* _TASK OBJECTIVE_: The data must be written out once more, precisely as given.
EXTRACTED INFORMATION Start Marker
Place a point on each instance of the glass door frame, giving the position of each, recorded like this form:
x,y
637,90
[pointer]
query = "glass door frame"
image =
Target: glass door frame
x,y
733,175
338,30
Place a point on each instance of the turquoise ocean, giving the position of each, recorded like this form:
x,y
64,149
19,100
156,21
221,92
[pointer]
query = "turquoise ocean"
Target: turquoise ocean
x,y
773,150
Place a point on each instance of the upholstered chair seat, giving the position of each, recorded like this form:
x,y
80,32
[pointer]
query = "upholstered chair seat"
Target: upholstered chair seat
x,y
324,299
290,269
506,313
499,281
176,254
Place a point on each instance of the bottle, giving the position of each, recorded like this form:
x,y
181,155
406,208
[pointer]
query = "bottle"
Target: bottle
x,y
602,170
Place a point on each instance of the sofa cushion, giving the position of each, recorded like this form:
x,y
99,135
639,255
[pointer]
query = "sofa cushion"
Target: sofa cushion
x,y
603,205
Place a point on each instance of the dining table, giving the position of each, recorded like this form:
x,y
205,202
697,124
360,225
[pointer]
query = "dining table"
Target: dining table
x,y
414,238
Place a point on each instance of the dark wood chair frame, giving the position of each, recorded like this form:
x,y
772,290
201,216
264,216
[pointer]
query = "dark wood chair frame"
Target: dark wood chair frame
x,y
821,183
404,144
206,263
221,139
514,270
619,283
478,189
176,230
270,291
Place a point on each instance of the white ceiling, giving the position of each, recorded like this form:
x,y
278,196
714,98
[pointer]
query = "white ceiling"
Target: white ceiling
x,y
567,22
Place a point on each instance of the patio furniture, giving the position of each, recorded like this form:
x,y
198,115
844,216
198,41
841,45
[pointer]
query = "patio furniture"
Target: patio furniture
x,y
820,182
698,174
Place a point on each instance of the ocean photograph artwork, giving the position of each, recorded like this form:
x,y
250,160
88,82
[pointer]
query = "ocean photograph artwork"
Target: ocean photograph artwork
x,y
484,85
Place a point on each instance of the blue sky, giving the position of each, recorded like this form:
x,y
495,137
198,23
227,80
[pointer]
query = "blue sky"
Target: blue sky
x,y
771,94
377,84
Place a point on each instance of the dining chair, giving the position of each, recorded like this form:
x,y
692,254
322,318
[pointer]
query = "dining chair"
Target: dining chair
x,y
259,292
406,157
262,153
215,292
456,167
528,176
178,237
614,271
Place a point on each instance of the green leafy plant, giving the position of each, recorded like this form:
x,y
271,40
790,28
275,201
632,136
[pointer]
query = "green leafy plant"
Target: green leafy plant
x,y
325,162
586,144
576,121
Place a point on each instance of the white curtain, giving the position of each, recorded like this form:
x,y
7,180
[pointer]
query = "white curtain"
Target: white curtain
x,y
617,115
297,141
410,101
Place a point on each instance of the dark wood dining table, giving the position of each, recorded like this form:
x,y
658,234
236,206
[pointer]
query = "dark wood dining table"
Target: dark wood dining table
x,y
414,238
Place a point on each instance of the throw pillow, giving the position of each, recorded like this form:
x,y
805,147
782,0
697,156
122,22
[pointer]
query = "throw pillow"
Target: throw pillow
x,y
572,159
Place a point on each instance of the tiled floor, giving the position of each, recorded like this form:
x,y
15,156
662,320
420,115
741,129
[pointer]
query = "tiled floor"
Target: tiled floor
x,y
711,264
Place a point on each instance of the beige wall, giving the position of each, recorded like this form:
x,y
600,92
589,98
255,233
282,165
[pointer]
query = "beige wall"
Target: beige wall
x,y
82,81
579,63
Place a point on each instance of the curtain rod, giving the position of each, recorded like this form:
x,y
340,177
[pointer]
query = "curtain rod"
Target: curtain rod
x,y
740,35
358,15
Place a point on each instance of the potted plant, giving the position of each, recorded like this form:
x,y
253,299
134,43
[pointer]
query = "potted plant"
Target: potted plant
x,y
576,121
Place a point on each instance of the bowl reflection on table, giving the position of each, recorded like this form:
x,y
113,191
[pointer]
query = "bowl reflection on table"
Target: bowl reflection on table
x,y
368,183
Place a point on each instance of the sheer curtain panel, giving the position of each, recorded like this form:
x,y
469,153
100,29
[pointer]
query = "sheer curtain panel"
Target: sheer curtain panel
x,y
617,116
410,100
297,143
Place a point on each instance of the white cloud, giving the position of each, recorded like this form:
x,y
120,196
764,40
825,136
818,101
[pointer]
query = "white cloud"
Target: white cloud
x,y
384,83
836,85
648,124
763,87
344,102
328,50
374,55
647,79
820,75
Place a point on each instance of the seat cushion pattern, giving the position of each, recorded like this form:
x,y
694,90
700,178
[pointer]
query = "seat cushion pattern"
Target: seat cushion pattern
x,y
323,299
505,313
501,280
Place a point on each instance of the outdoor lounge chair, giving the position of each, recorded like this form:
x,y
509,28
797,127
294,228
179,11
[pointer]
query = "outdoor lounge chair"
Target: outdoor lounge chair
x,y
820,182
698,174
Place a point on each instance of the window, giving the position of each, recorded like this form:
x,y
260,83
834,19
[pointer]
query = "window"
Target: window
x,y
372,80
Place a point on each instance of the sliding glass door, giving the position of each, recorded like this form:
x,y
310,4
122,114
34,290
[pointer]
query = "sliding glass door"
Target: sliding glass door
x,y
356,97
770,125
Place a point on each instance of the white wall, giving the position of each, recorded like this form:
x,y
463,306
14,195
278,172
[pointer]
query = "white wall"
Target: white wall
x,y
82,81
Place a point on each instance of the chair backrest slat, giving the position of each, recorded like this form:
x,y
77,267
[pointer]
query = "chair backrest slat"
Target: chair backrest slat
EXTRACTED INFORMATION End Marker
* _EXERCISE RESULT_:
Place a point on each instance of the glass door frame, giving the position of each, recorded like this form:
x,y
637,90
[pointer]
query = "glass door frame"
image =
Target: glass door frame
x,y
733,175
338,30
Place a point on each instance of the turquoise ocean, giving the position of each, recorded like this form:
x,y
64,149
19,100
156,21
221,92
[pointer]
query = "turquoise ocean"
Target: turquoise ocean
x,y
773,150
Place a point on each instance of the upholstered chair seat, giving the position of each, recorded like this form:
x,y
80,32
[pointer]
query = "upholstered chair seat"
Target: upholstered chair seat
x,y
324,299
290,269
506,313
499,281
176,254
Place a point on each instance of the bottle, giving the position of each, recorded like this form:
x,y
181,155
406,208
[pointer]
query = "bottle"
Target: bottle
x,y
602,170
Place a point on each instance of the sofa cushion, giving the position of each, recorded like this form:
x,y
99,135
639,255
[pointer]
query = "sofa cushion"
Target: sofa cushion
x,y
603,205
Place a point on each instance of the dining table, giving the position of each, recorded like this form:
x,y
205,202
697,124
360,225
[pointer]
query = "dining table"
Target: dining table
x,y
414,238
Place a point on each instance of the dark wood chair frame, giving the position of each, recorded like this form:
x,y
772,290
201,216
264,216
[pointer]
query = "dark wood chair frame"
Target: dark wood chair frame
x,y
821,183
404,144
206,263
221,139
514,270
619,283
478,189
176,230
270,291
Place a point on each instance of the white ceiling, giving the position of each, recorded like this form:
x,y
278,196
714,98
[pointer]
query = "white ceiling"
Target: white ceiling
x,y
567,22
Place a point on each instance of the patio furniture, giving the position of each, recorded like this form:
x,y
198,115
844,216
198,41
841,45
[pointer]
query = "patio furniture"
Target: patio furniture
x,y
820,182
698,174
Place a point on each instance of the ocean photograph artwork, giving the position of each, recorded like this form:
x,y
250,160
88,82
[pointer]
query = "ocean photograph artwork"
Target: ocean photograph artwork
x,y
484,85
Place a point on each instance of the blue sky, giving the position of each, recorded like this form:
x,y
495,137
198,23
227,80
[pointer]
query = "blue sky"
Target: blue sky
x,y
771,94
377,84
Place a point on each instance of the dining chair, giving the position of each, recorded like this form:
x,y
692,254
322,318
[pointer]
query = "dining chair"
Target: dining chair
x,y
259,292
406,157
262,153
215,292
456,167
528,176
178,237
614,271
Place a point on each instance of the green leafy plant, giving the position of each, recorded like this form:
x,y
271,40
790,28
275,201
632,136
[pointer]
query = "green leafy plant"
Target: green leafy plant
x,y
325,162
586,144
576,121
Place a point on each instance of the white curtain, giving the position of each, recorded like this form:
x,y
7,180
[pointer]
query = "white curtain"
Target: white curtain
x,y
617,115
297,141
410,101
Place a point on each instance of the dark wood dining table, giving the position of each, recorded like this form:
x,y
658,234
236,206
[pointer]
query = "dark wood dining table"
Target: dark wood dining table
x,y
414,238
Place a point on each instance of the throw pillow, giving the position of each, recorded like this form:
x,y
805,147
782,0
697,156
122,22
[pointer]
query = "throw pillow"
Target: throw pillow
x,y
572,159
Place a point on each instance of the tiled floor, giving the position of each, recorded like this form:
x,y
15,156
662,320
420,115
741,129
[pointer]
query = "tiled floor"
Target: tiled floor
x,y
711,264
Place a point on each instance of the beige wall, giving the position of each, recorded like this form:
x,y
600,92
589,98
255,233
282,165
[pointer]
query = "beige wall"
Target: beige wall
x,y
82,81
579,63
Place a point on each instance of the curtain rod, giving the position of each, recorded like this form:
x,y
340,177
[pointer]
query = "curtain rod"
Target: curtain rod
x,y
740,35
358,15
Place a point on each instance of the potted plant, giving the position of each, recorded like this form:
x,y
253,299
134,43
[pointer]
query = "potted plant"
Target: potted plant
x,y
576,121
Place a point on each instance of the bowl reflection on table, giving the position of each, recorded like this form:
x,y
113,191
[pointer]
query = "bowl reflection on table"
Target: bowl reflection on table
x,y
368,183
Place a point on each instance of the sheer curtain panel, giving the position of each, recorded like this form:
x,y
469,153
100,29
[pointer]
query = "sheer curtain panel"
Target: sheer curtain panel
x,y
617,116
410,100
297,143
Place a point on each instance of the white cloud, giving the position of each, recorded like this form:
x,y
120,196
764,40
825,136
818,101
[pointer]
query = "white cloud"
Target: white cloud
x,y
384,83
836,85
648,124
763,87
344,102
328,50
374,55
647,79
820,75
Place a point on each instance of the seat cushion pattern, giving the position of each, recorded like this form:
x,y
694,90
700,178
[pointer]
query = "seat cushion pattern"
Target: seat cushion pattern
x,y
323,299
505,313
501,280
Place a point on each instance of the outdoor lounge chair, giving the position of each, recorded like this form:
x,y
509,28
797,127
294,228
179,11
[pointer]
query = "outdoor lounge chair"
Target: outdoor lounge chair
x,y
820,182
698,174
Place a point on each instance of the window, giving the position of each, recorded like this form:
x,y
260,83
834,19
[pointer]
query = "window"
Target: window
x,y
372,80
Place a point on each instance of the sliding glass door, giving the position of each, recorded like this form:
x,y
310,4
122,114
34,290
[pointer]
query = "sliding glass door"
Target: sliding glass door
x,y
356,97
770,125
Place a point on each instance of the white wall, giving the position of each, recorded like this form:
x,y
463,306
14,195
278,172
[pointer]
query = "white wall"
Target: white wall
x,y
82,81
Place a point on each instance of the chair backrest slat, giving the position of each, recorded like this form:
x,y
77,267
[pointer]
query = "chair backrest slat"
Target: chair backrest slat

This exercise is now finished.